My salesman/friend brainwashed me from the get-go with his mantra "If it glows, it blows"! Over time, I replaced the Dyna with a Bryston 3B and eventually a Levinson ML-1 preamp, Rega TT, Black Widow and Magnepan uni-pivot tone arms. Head amps included a Levinson JC1AC, Mitch Cotter Blue Brick and an untold number of MM/MC cartridges. One of his favorite lines was "Cartridges don't kill styluses, people do"!
I remained in the ss camp (that should sound the alarm) for over 20 years. It took constant brow-beating by two tuboholics before I finally stuck my toe into tube waters with a (to this day) popular 100wpc tube amp, then in its second generation, now in its third. I pampered it with a matched octet of Svetlana EL34s and some extensive mods at the end of which, both of these die-hard tube guys agreed that my Kinergetics KBA 75 Platinum sounded better! Was the KBA 75 a freak or the popular tube amp a dud?
When it died, the company was out of biz. Since then, I have owned some 10 ss amps but never found one to compare at anywhere near $5000 with the KBA. Being a pure class-A design, it also burned some serious electricity even at idle, a hidden cost that few consider.
Eventually I played with a variety of Accoustats, experimenting with both interface and servo-amps -- stock and modded -- and I even fabricated some custom frames. While the servo amps were significantly better, they were old and unstable. All manner of things failed frequently and parts were scarce. I shocked the shit out of myself on many occasions. You haven't experienced a tube turning cherry until you've seen one these babies glow. This was way too much hassle for me, so I returned to the security of solid state's bulletproof designs. I deluded myself that ss's strengths far outweighed its weaknesses.
Ss's main strengths are convenience - turn it on, leave it on (especially great for bedtime listening), slam, no issues of tube aging or scarcity. Some circuit designs suck the life out of tubes in no time.
I believe ss's main weakness comes to the fore when combined with the digital medium. The result is a most unhappy marriage. Much like passive preamps, ss detail can be initially mesmerizing but it doesn't take long for listening fatigue to set in. What to do? Well, I tried hybrid integrateds and could have been very happy except that my volumetrically large room demanded more power - a lot more. I upgraded to speakers that could move a lot more air and were considerably more efficient. I tried a couple of tube CD players, eventually settling on a Xindak SCD-2, which is now modified and feeds on NOS tubes. While the Xindak significantly improved my sound, I did not get the full measure of how good it is until a week ago.
But first, a bit of reflection...
My business partner in Audio Tweakers had tube amps when I met him. He replaced them with a Gaincard amp long before it became noticed - and I'll tell you, his system sounded damned good! Alas, when he moved to his new digs, his listening room tripled in volume. 25 wpc just couldn't cut it. Without naming names, lots of expensive and gloriously reviewed ss amps (by the most highly anointed reviewers) spent significant time in his system and they all sounded good - but good is relative, as in "compared to what"? HP's review of the ASL Hurricanes initiated the changing of the guard for Alan and, at long last, me.

(Dataset entries)
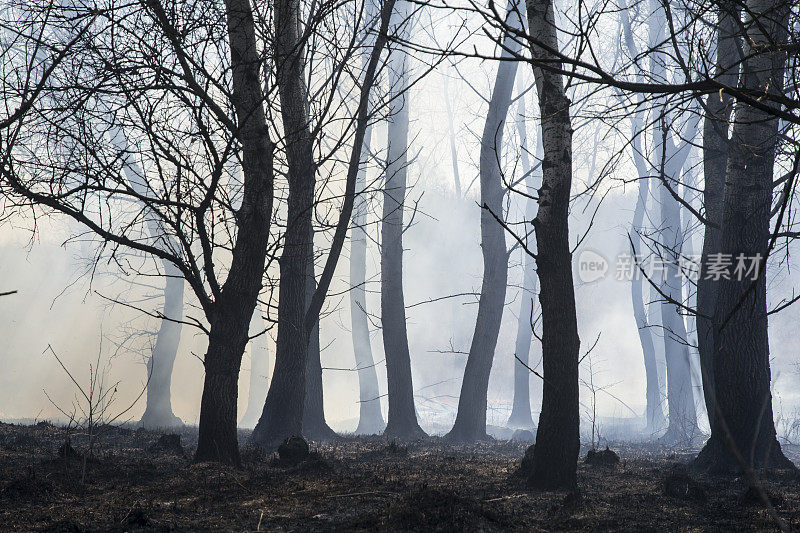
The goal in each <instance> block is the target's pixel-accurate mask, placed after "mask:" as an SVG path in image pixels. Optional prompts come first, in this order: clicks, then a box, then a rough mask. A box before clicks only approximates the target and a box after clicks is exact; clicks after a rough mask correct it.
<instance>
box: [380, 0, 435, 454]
mask: <svg viewBox="0 0 800 533" xmlns="http://www.w3.org/2000/svg"><path fill="white" fill-rule="evenodd" d="M408 11H409V10H408V2H406V1H405V0H403V1H401V2H398V3H397V4H396V5H395V11H394V12H393V14H392V15H393V16H392V20H393V23H394V25H395V28H397V25H398V24H402V25H403V26H404V27H406V28H407V26H408V24H409V21H408V20H407V19H408ZM399 31H400V32H402V31H403V29H402V28H400V30H399ZM407 61H408V58H407V56H406V54H405V52H404V51H403V50H402V49H401V48H393V49H392V50H391V53H390V57H389V65H388V66H389V86H390V93H389V98H390V99H392V106H393V108H392V116H391V117H390V119H389V124H388V161H387V165H386V179H385V183H384V189H383V218H382V220H381V234H382V245H381V326H382V331H383V347H384V352H385V354H386V380H387V384H388V393H389V416H388V421H387V424H386V430H385V431H384V435H386V436H387V437H389V438H399V439H415V438H420V437H423V436H425V432H424V431H422V428H420V427H419V422H418V421H417V413H416V411H415V409H414V386H413V382H412V377H411V355H410V353H409V349H408V331H407V329H406V308H405V299H404V296H403V229H404V228H403V206H404V203H405V195H406V180H407V172H408V120H409V117H408V115H409V102H408V94H406V93H407V90H408V76H409V74H408V64H407Z"/></svg>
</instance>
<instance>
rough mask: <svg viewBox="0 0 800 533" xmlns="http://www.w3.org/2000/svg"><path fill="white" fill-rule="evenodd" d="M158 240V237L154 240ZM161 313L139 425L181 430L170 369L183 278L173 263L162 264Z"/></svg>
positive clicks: (182, 315)
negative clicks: (162, 290) (162, 314)
mask: <svg viewBox="0 0 800 533" xmlns="http://www.w3.org/2000/svg"><path fill="white" fill-rule="evenodd" d="M154 237H155V238H157V236H154ZM164 279H165V285H164V309H163V311H162V313H163V315H164V316H166V317H169V318H170V319H171V320H168V319H164V318H162V319H161V327H160V328H159V330H158V336H157V337H156V344H155V346H154V347H153V353H152V355H151V356H150V360H149V361H148V363H147V370H148V375H149V380H148V382H147V407H146V408H145V410H144V414H143V415H142V420H141V424H142V426H144V427H147V428H169V427H176V426H183V421H181V419H180V418H178V417H177V416H175V414H174V413H173V412H172V399H171V398H172V396H171V384H172V368H173V366H174V364H175V357H176V356H177V355H178V345H179V344H180V340H181V324H180V322H175V321H176V320H181V319H183V286H184V280H183V274H182V273H181V271H180V270H178V269H177V268H176V267H175V266H174V265H173V264H172V263H170V262H168V261H164Z"/></svg>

→ **EXERCISE TASKS**
1. Answer these questions using the passage about audio gear.
(a) How many years did the writer remain in the solid-state camp?
(b) Which tube CD player did the writer eventually settle on?
(c) Whose review started the changing of the guard for Alan?
2. From the passage about audio gear, return the stretch that begins with the words "When it died, the" and ends after the words "that few consider.", copied word for word.

→ **RESPONSES BY TASK**
1.
(a) Over 20 years.
(b) A Xindak SCD-2.
(c) HP's review of the ASL Hurricanes.

2.
When it died, the company was out of biz. Since then, I have owned some 10 ss amps but never found one to compare at anywhere near $5000 with the KBA. Being a pure class-A design, it also burned some serious electricity even at idle, a hidden cost that few consider.